**Given task**
Reproduce the data word for word, beginning at the line that contains "Task: pick out one point on every instance of the worker" and continuing through the end of the data, with both ends included. Leave the pictures out of your copy.

[Position identification records]
------------------------------------------------------------
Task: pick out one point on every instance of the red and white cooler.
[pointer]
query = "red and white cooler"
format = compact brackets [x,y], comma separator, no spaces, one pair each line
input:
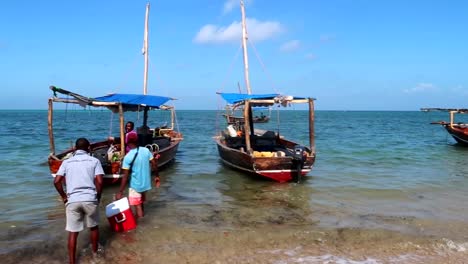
[120,216]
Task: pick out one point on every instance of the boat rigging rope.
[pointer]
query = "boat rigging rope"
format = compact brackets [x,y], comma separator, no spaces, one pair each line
[264,68]
[231,66]
[111,122]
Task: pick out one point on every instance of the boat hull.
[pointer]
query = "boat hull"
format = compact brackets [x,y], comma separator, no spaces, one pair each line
[112,173]
[459,133]
[277,168]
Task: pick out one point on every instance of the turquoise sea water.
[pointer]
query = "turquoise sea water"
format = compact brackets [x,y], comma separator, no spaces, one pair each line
[386,187]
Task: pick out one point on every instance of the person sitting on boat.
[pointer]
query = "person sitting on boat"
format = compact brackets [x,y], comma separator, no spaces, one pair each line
[129,129]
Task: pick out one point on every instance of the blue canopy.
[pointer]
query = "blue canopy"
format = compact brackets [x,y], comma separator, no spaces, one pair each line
[135,99]
[233,98]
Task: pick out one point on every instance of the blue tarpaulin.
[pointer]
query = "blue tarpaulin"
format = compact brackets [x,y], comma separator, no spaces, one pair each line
[135,99]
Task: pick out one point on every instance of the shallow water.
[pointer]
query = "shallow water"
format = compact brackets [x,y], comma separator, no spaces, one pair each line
[387,187]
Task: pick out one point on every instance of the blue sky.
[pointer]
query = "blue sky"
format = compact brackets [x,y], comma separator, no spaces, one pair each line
[349,54]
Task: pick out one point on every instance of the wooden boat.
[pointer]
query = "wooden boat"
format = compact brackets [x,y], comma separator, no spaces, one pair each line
[233,119]
[263,153]
[162,141]
[458,130]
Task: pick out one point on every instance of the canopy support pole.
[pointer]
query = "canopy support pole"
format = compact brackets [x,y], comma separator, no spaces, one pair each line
[247,127]
[122,132]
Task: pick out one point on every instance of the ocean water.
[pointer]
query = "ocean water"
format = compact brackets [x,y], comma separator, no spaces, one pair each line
[387,187]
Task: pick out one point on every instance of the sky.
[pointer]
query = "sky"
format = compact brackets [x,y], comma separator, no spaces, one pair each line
[348,54]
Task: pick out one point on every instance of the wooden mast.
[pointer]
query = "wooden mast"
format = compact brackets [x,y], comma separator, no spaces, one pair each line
[311,126]
[50,127]
[145,53]
[248,123]
[244,48]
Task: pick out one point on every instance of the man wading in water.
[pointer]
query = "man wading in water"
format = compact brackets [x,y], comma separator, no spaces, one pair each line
[83,178]
[137,165]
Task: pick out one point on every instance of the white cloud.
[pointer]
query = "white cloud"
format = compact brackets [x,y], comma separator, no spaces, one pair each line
[257,31]
[326,38]
[421,87]
[229,5]
[291,45]
[310,56]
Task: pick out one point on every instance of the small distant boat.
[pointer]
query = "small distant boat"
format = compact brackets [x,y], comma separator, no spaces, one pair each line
[263,153]
[161,140]
[458,130]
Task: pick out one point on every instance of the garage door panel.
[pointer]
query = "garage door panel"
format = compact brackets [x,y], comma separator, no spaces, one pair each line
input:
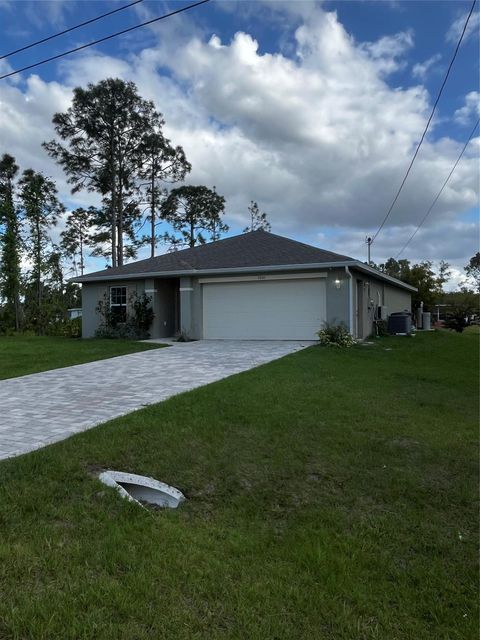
[275,310]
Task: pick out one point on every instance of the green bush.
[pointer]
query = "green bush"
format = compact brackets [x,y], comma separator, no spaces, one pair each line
[335,335]
[65,328]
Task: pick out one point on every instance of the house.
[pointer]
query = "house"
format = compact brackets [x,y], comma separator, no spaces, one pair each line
[254,286]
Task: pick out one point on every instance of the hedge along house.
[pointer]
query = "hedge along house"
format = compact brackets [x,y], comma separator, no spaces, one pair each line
[255,286]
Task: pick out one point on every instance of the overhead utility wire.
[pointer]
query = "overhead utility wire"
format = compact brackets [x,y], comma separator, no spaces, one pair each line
[113,35]
[439,193]
[428,123]
[61,33]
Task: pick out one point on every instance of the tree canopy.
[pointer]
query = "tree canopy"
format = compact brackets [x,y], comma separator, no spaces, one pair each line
[193,212]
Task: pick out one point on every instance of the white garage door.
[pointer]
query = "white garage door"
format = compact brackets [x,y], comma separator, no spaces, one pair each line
[264,310]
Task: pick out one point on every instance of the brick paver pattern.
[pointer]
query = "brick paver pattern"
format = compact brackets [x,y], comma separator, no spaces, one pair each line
[42,408]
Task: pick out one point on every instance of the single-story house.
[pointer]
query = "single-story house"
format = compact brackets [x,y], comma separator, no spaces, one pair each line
[254,286]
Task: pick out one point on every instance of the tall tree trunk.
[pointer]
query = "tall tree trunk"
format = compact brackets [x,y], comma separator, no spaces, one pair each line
[152,212]
[38,258]
[120,217]
[113,203]
[81,251]
[192,234]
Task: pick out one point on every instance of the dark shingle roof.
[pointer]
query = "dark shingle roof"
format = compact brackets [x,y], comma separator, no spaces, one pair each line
[249,250]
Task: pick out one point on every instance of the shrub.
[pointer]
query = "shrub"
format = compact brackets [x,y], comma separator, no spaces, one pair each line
[335,335]
[65,328]
[182,336]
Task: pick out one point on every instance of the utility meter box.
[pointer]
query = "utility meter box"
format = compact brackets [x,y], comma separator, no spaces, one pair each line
[381,312]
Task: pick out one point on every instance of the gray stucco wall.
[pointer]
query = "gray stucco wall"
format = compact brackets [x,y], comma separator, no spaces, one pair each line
[397,299]
[368,293]
[337,297]
[93,293]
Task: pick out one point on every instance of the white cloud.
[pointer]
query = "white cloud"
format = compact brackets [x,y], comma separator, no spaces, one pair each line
[319,139]
[455,30]
[388,51]
[471,109]
[422,69]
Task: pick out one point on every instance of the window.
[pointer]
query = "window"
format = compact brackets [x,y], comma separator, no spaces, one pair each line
[118,304]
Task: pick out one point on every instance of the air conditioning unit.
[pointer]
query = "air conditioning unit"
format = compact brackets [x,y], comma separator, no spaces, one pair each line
[382,312]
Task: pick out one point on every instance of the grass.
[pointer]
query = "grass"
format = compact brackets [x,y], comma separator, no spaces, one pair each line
[331,495]
[20,355]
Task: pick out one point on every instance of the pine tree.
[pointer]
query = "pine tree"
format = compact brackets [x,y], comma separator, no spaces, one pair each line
[10,244]
[41,209]
[162,163]
[103,135]
[258,221]
[76,237]
[192,211]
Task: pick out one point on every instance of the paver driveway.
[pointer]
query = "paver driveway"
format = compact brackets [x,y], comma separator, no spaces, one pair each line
[41,408]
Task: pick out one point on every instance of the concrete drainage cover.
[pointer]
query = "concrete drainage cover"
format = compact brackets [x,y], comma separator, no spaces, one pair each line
[141,489]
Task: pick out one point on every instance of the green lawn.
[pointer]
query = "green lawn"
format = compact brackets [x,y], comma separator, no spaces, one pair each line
[331,494]
[20,355]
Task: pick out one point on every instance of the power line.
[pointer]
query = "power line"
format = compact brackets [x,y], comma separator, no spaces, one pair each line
[428,123]
[61,33]
[113,35]
[439,193]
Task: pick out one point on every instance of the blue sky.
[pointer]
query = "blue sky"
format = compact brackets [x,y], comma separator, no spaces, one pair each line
[311,109]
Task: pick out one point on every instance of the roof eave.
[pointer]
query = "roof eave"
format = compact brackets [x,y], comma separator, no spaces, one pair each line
[285,267]
[206,272]
[361,266]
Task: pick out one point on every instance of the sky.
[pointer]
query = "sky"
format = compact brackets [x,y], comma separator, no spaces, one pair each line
[311,109]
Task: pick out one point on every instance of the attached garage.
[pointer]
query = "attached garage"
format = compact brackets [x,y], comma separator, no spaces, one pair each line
[264,308]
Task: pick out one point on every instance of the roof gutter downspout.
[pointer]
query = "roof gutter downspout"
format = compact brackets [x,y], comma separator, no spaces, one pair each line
[350,300]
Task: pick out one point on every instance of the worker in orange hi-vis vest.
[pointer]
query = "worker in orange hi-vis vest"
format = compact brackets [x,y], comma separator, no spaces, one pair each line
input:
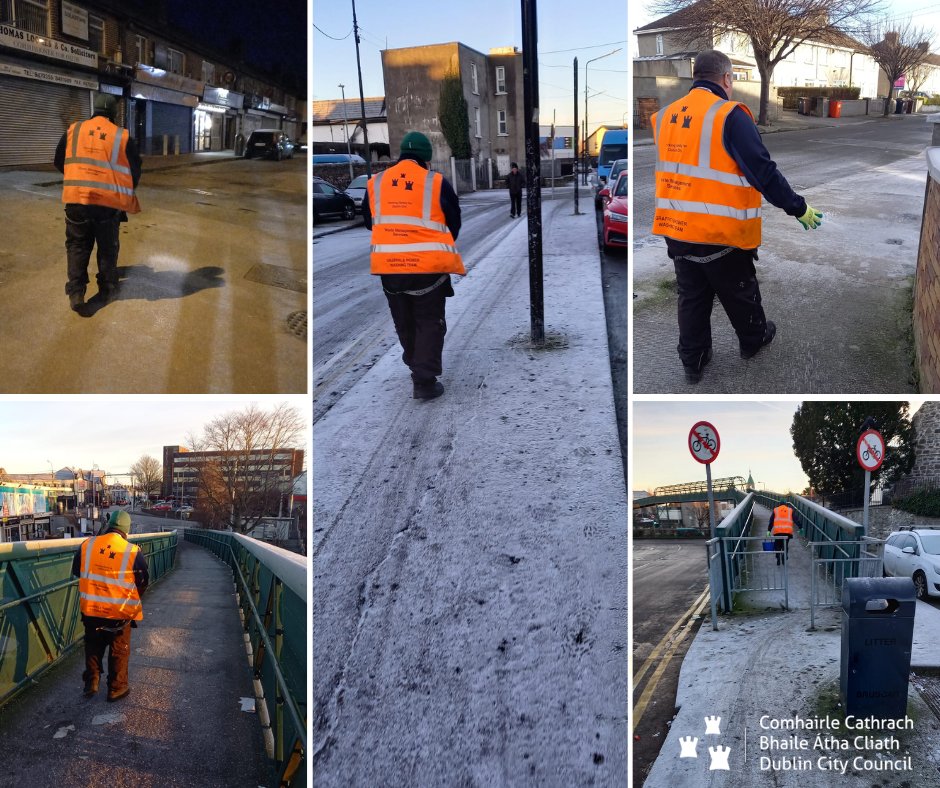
------------------------------------------------------------
**Solved exercise**
Task: pick out one point on every instance of the worker in orange hi-vis vest.
[pointer]
query = "worker in orange hi-vis vest"
format = compact brackets [x,y], comma separator, no spaces, one pair each line
input:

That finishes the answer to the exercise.